## Items
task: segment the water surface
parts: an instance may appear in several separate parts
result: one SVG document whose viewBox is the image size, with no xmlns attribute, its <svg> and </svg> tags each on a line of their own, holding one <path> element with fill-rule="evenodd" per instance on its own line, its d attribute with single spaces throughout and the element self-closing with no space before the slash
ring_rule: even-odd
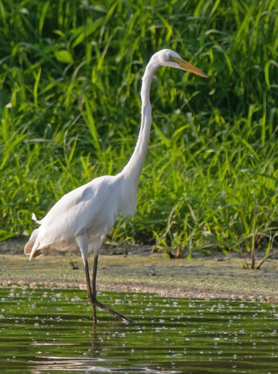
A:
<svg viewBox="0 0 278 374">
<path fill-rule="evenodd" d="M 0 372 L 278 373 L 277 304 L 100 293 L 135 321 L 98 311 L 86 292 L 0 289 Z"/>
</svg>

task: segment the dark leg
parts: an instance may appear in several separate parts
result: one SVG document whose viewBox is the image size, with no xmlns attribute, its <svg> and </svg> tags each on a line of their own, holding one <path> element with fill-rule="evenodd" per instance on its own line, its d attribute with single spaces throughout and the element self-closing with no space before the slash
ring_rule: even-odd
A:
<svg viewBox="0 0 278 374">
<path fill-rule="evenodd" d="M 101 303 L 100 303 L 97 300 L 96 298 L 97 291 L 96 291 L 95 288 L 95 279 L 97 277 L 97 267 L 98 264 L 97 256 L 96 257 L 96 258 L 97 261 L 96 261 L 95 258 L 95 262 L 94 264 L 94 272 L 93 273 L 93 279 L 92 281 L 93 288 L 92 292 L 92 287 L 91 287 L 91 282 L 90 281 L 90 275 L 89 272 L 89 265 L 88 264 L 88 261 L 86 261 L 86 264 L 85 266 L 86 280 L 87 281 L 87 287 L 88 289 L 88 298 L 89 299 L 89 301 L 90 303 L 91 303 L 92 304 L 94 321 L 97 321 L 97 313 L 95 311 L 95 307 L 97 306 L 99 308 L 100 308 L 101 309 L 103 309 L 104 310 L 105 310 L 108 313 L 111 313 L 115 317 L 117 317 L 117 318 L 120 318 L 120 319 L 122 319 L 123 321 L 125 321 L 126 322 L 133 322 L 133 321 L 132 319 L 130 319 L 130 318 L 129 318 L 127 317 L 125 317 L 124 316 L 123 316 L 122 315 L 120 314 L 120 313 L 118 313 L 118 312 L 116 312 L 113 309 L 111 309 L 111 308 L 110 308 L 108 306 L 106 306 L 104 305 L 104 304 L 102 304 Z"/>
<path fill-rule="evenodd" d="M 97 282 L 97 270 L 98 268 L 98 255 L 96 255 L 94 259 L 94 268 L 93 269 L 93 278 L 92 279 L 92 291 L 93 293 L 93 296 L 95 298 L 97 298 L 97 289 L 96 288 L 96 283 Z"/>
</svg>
---
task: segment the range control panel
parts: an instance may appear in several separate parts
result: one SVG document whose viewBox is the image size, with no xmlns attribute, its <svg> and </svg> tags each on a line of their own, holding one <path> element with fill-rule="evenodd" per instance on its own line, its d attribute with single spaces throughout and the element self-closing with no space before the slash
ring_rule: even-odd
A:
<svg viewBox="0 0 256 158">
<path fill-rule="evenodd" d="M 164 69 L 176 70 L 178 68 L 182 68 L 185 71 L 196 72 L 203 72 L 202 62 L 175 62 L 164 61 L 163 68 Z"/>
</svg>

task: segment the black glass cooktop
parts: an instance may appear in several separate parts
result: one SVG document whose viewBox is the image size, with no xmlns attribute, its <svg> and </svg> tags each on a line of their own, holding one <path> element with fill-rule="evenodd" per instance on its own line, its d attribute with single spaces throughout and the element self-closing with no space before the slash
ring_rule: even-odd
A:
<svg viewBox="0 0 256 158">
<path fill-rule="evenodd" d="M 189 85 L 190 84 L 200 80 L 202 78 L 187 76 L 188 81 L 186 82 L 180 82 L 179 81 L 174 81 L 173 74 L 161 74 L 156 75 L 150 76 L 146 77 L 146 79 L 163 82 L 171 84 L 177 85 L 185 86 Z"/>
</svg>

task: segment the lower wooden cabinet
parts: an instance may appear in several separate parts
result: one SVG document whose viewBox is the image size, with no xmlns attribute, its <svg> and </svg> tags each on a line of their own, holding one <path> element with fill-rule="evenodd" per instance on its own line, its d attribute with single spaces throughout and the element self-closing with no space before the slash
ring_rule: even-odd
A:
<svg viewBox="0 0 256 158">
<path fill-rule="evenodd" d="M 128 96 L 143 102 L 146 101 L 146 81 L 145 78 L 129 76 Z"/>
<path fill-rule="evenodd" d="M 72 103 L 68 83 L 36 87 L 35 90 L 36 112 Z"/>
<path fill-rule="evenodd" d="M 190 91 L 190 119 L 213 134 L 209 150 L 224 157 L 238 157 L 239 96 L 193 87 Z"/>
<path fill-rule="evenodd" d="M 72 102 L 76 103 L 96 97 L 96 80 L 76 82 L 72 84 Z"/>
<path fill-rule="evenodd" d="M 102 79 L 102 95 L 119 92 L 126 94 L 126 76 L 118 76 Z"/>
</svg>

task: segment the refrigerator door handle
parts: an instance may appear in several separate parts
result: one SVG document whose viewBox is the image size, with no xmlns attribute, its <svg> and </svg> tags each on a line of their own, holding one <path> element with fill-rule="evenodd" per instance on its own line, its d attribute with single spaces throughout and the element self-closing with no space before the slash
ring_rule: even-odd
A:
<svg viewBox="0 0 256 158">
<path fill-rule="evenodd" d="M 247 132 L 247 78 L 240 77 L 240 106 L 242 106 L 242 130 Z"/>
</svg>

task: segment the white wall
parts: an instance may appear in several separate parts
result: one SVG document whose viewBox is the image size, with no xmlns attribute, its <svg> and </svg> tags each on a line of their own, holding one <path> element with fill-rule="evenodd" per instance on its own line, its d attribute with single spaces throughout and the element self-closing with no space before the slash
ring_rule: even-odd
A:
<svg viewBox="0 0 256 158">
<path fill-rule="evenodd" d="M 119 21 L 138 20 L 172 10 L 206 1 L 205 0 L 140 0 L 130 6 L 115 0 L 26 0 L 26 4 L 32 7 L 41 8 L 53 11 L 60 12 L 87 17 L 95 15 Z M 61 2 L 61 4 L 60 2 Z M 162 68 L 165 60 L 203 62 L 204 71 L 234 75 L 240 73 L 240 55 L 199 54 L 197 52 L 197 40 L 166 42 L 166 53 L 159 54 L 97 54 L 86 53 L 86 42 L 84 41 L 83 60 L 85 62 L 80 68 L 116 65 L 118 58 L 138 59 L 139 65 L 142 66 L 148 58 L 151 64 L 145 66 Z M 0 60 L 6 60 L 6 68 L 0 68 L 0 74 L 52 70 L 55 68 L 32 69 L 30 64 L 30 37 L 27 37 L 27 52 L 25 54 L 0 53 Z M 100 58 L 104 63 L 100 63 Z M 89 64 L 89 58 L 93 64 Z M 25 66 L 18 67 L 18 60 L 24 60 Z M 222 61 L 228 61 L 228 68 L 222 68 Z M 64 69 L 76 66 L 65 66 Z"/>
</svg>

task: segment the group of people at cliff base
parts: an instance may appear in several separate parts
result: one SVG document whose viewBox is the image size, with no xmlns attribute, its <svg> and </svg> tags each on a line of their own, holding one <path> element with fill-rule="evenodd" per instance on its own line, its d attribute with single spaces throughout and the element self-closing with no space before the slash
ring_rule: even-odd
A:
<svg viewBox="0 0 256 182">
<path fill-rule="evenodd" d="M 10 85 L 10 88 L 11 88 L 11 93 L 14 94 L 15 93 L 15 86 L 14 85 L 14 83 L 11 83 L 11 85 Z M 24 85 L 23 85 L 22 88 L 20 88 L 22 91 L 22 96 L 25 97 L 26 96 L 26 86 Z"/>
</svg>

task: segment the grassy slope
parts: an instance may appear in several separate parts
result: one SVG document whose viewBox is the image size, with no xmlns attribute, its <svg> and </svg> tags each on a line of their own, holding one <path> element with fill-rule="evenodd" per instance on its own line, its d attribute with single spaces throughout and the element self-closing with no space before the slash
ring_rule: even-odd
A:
==
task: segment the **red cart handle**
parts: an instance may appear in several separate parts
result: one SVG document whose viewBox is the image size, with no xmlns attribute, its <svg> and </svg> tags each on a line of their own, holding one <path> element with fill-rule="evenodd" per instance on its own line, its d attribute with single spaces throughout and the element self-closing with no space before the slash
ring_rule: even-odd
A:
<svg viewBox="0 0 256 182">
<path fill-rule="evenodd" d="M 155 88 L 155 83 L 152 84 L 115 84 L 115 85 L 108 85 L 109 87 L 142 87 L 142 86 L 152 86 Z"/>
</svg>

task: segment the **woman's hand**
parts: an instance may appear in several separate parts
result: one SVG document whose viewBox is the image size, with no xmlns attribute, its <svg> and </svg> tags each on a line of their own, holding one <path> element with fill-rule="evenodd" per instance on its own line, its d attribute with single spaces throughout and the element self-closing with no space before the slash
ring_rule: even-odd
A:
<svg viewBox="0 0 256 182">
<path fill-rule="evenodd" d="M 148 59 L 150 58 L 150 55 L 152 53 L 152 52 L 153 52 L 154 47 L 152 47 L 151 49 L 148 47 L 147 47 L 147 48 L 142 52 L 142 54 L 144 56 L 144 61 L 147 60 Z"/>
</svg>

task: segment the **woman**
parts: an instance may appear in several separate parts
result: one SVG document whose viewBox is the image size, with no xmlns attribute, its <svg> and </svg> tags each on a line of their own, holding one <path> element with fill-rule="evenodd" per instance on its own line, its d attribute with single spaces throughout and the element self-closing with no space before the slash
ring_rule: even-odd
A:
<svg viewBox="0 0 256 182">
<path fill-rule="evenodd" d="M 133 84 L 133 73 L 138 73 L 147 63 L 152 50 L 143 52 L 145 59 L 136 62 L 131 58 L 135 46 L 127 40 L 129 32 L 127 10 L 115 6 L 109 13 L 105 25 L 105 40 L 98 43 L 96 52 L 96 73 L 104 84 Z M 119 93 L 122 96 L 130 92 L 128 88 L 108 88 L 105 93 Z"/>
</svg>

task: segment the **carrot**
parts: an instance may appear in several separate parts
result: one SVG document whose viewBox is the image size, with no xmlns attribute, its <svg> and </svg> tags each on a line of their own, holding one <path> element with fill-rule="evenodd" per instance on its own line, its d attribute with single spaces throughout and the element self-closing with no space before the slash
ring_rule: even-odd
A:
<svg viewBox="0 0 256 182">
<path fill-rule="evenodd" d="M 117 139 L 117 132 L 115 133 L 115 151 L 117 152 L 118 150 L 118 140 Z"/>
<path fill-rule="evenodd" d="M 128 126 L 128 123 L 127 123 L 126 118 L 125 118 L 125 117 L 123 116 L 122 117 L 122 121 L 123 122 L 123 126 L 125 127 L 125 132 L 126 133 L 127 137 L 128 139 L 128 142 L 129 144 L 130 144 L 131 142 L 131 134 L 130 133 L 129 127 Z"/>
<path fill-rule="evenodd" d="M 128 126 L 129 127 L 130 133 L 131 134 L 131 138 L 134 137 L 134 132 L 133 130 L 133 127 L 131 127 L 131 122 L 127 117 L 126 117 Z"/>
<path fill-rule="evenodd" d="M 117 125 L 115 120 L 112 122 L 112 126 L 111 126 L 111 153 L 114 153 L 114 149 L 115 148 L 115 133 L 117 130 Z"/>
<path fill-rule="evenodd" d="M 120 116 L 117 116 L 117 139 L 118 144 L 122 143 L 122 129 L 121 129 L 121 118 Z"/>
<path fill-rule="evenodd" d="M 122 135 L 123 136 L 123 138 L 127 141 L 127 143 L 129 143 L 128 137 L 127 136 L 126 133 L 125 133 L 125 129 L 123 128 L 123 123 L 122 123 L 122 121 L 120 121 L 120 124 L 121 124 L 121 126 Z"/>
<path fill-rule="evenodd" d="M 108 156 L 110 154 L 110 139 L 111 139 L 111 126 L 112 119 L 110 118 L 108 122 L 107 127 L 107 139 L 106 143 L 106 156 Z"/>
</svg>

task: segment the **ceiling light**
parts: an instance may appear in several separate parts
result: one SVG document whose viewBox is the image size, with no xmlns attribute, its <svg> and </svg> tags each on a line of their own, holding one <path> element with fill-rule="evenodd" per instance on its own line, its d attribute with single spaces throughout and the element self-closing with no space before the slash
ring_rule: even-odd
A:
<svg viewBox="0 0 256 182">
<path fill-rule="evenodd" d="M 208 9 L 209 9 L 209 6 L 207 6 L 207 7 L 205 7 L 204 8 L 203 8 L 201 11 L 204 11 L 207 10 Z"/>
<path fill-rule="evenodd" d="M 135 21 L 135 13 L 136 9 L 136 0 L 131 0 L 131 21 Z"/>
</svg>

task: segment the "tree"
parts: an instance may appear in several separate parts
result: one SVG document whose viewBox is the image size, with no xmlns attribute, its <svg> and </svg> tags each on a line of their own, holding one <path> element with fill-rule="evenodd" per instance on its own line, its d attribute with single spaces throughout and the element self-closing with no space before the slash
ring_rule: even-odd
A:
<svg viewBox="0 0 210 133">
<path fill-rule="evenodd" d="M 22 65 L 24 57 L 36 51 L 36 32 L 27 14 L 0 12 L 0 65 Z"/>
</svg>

## Written request
Extract each line of the rows above that contains the string "handle", and list those lines in the order in which they appear.

## Task solution
task: segment the refrigerator door handle
task: segment the **red cart handle**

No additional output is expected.